_What to produce_:
Although the entries hold pictures, only their words are printed back, exactly as given.

_Data_:
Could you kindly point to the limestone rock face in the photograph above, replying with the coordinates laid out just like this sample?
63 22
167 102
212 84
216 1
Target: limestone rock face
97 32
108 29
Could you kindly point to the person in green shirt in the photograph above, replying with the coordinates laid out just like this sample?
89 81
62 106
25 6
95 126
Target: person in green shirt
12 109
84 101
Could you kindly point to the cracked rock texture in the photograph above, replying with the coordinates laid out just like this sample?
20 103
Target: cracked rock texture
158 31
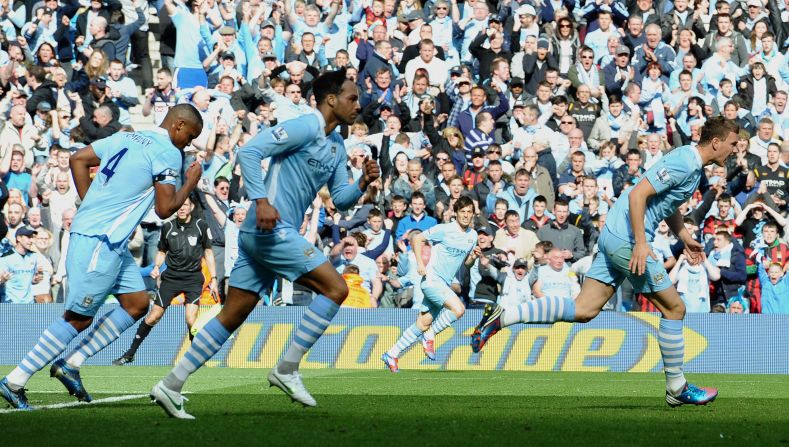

_Output of the exercise_:
Could you kindly point to the limestone rock face in the photograph above, replying with the coordinates laid out just like this sample?
63 22
167 102
212 84
216 1
Target: limestone rock face
97 32
108 29
Could you kindly point to the person in green shirt in the photograph above, replying with the coordinates laid out just like this sample?
89 81
62 106
25 6
95 126
Target: person in green shirt
12 109
84 101
Could you kindly point to the cracked rock texture in the photograph above, replying with the coordinates laid out just like this sample?
20 103
Target: cracked rock texture
158 31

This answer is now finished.